• [PROBLEM TO WORK ON]
Down to the last line, retype each line of the entries exactly, starting with the one that contains "Target: door frame".

• [MATERIAL FOR THIS EXERCISE]
---+---
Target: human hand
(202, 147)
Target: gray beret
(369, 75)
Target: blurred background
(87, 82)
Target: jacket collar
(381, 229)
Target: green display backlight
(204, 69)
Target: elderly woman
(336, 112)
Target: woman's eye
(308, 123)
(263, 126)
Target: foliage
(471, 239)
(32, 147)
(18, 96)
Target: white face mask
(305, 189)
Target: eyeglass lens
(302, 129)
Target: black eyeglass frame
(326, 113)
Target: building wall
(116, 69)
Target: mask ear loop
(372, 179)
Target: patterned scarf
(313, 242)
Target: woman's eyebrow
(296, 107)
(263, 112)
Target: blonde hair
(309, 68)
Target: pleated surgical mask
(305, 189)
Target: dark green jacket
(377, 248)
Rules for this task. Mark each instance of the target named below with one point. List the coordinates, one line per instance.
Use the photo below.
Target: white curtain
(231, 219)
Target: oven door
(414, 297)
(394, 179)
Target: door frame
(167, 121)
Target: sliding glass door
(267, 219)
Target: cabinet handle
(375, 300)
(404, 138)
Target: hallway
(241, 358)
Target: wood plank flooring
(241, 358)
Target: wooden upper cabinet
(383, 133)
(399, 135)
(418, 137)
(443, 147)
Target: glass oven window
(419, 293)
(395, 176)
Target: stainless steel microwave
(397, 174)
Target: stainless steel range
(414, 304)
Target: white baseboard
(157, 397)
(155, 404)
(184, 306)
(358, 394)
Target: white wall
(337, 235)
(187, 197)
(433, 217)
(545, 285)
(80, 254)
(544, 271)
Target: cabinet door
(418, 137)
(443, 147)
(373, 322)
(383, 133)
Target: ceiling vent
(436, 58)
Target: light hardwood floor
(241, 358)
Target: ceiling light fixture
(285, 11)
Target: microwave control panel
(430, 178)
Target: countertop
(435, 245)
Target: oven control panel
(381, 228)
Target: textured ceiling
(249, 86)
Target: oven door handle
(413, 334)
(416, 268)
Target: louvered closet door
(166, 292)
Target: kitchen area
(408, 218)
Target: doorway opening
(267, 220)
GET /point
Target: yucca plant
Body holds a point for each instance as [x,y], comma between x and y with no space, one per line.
---+---
• [SOLVED EXERCISE]
Target: door frame
(167, 121)
Target: sliding glass door
(267, 219)
Target: cabinet handle
(375, 300)
(404, 138)
Target: hallway
(241, 358)
Target: wood plank flooring
(241, 358)
Target: wooden upper cabinet
(383, 133)
(399, 135)
(418, 137)
(443, 147)
Target: glass oven window
(419, 293)
(395, 176)
Target: stainless steel microwave
(397, 174)
Target: stainless steel range
(414, 304)
Target: white baseboard
(157, 397)
(155, 404)
(184, 306)
(358, 394)
Target: white wall
(337, 235)
(187, 197)
(433, 217)
(545, 285)
(80, 254)
(544, 271)
Target: cabinet door
(418, 137)
(443, 147)
(373, 322)
(383, 133)
Target: ceiling vent
(436, 58)
Target: light hardwood floor
(241, 358)
Target: ceiling light fixture
(285, 11)
Target: microwave control panel
(430, 178)
Target: countertop
(435, 245)
Target: oven control panel
(381, 228)
Target: textured ceiling
(249, 86)
Target: oven door handle
(413, 334)
(416, 268)
Target: louvered closet door
(166, 292)
Target: kitchen area
(408, 218)
Target: doorway opening
(267, 220)
GET /point
Target: yucca plant
Body holds a point for each instance as [x,y], comma between x and y with no space, one per line.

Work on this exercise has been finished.